_What is needed:_ Rewrite the lines below, replacing "locate" with "find" throughout and leaving everything else as it is. Omit the pictures from your answer.

Point annotation dataset records:
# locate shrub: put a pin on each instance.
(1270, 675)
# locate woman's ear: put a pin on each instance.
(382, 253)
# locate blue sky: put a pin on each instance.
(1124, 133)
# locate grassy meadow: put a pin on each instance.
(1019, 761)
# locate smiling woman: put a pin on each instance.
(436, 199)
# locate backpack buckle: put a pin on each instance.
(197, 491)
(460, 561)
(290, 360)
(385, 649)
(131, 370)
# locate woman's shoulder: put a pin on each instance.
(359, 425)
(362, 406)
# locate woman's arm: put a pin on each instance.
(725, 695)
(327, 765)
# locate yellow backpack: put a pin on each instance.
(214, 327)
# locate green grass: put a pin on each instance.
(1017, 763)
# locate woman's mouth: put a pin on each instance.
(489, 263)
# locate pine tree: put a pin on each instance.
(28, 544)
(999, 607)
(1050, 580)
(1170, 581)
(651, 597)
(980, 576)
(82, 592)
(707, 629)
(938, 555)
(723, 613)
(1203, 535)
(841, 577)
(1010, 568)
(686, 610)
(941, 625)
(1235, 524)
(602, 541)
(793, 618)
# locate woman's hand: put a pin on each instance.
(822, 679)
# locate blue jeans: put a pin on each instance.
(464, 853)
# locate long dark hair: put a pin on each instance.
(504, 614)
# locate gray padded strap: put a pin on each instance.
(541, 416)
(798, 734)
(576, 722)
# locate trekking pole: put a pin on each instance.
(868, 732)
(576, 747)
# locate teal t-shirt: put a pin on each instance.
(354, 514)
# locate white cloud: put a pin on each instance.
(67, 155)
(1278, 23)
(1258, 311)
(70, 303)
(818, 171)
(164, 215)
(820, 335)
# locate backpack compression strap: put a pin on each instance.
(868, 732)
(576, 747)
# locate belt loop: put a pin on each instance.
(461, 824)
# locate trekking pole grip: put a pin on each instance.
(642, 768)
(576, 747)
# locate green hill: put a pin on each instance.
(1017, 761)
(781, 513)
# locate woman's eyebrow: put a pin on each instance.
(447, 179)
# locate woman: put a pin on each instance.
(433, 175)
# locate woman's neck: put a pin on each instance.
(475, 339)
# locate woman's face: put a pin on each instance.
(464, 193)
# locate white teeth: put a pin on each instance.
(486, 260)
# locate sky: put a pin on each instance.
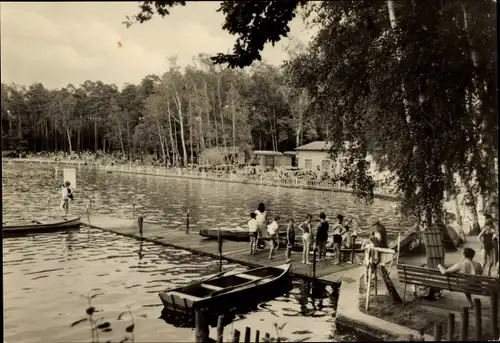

_Result:_
# find shrub: put a pin on each instance.
(1270, 675)
# find woman's ear: put a pin on each instance.
(382, 253)
# find blue sky: put a pin on each instance.
(1124, 133)
# find grassy meadow: put a pin on each instance.
(1019, 761)
# find smiling woman: put a pin on each instance.
(436, 199)
# find backpack buckle: put a pin on each instance.
(197, 491)
(460, 561)
(290, 360)
(385, 649)
(131, 370)
# find woman's shoulder: put a pin on each instance.
(359, 425)
(362, 406)
# find woman's arm: put a pin on each instance.
(725, 695)
(327, 765)
# find yellow backpack: put a pin on each instance.
(214, 327)
# find green grass: put a pin on each instance.
(1017, 763)
# find woman's mouth: put a pin on each instance.
(489, 263)
# find pine tree: put a pin on each instance.
(28, 544)
(999, 607)
(1050, 580)
(1170, 581)
(651, 597)
(980, 576)
(82, 592)
(707, 629)
(938, 555)
(723, 613)
(1203, 535)
(841, 577)
(1010, 568)
(686, 610)
(941, 625)
(1235, 524)
(602, 541)
(793, 618)
# find woman's hand: put a pin on each instance.
(822, 679)
# find blue jeans: put a pin on each instance.
(464, 853)
# find long dark hair: put a pin on each instance.
(504, 614)
# find gray padded strap: put a pin on each instance.
(541, 416)
(798, 734)
(576, 722)
# find trekking pole: put a pin on each instance.
(868, 732)
(576, 747)
# find teal t-shirt: put a pin on each instance.
(354, 514)
# find white cloud: put a pin on each instance.
(67, 155)
(1278, 23)
(1258, 311)
(70, 303)
(818, 171)
(164, 215)
(820, 335)
# find backpack compression strap: put a pin on each instance.
(868, 732)
(576, 747)
# find belt loop: put a pin on each instance.
(461, 824)
# find trekking pole grip: put a pin on each instance.
(642, 768)
(576, 747)
# find green hill: put a pin on each instance.
(1017, 761)
(781, 513)
# find woman's eyebrow: put a pin on each instance.
(447, 179)
# find woman: put a pin on each instance.
(433, 175)
# find woman's neck: put a pin on each instance.
(475, 339)
# find woman's face: put a pin on each instance.
(464, 193)
# find white teeth: put a pin on each instance.
(486, 260)
# find sky: put a pin on each instance.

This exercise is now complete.